* Given records:
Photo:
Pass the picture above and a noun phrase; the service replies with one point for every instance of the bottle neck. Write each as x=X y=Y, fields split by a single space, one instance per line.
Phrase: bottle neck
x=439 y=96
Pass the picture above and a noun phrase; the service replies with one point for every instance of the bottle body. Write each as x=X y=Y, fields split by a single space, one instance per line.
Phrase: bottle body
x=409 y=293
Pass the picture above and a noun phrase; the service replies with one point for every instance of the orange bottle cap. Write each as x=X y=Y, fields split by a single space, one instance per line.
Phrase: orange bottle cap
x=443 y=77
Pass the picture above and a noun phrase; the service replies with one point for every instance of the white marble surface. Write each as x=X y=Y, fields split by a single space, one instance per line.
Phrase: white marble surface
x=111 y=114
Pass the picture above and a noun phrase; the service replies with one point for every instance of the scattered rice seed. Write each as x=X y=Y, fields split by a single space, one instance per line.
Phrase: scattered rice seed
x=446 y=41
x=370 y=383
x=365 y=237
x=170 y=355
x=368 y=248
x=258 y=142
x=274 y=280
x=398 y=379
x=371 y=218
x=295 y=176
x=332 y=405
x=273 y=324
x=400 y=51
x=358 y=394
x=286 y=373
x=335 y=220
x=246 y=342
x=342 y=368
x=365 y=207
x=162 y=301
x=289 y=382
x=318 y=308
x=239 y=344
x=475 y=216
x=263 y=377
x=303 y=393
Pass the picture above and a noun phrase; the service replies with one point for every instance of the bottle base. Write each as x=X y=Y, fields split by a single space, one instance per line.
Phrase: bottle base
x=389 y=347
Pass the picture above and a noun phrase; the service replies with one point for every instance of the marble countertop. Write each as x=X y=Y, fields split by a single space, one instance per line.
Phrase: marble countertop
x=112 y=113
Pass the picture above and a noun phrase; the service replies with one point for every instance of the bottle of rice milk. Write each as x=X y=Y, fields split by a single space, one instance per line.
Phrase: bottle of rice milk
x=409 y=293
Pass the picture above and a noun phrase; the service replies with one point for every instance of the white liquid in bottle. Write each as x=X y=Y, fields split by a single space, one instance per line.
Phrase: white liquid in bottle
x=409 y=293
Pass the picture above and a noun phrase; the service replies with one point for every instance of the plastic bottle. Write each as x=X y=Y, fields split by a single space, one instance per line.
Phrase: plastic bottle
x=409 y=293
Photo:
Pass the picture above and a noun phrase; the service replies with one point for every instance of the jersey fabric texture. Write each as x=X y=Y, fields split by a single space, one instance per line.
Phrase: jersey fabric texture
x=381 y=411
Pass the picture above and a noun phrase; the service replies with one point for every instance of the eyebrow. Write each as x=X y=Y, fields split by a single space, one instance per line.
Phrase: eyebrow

* Your goal: Quote exactly the first line of the entries and every line after it, stopping with the line that contains "of the scattered".

* Result for this task:
Photo:
Pass the picture above and a noun phrase; the service replies with one point for every instance of the bottle neck. Write each as x=X y=Y, fields split by a single space, one instance per line.
Phrase: bottle neck
x=439 y=96
Pass the picture above and a noun phrase; the service replies with one point for every instance of the bottle body. Write each as x=X y=Y, fields split by a single space, one instance per line.
Phrase: bottle body
x=409 y=293
Pass the picture above and a noun phrase; the service replies with one point for every instance of the orange bottle cap. Write each as x=X y=Y, fields split by a single space, one instance per line.
Phrase: orange bottle cap
x=443 y=77
Pass the picture above and a noun phrase; the service replies with one point for every instance of the white marble surface. Write each as x=X y=Y, fields split by a single space, one instance per line.
Phrase: white marble surface
x=111 y=114
Pass the picture above and a noun phrase; the service replies with one point for every instance of the scattered rice seed. Write each as x=X y=Y, fields split by a single space, one instance per line.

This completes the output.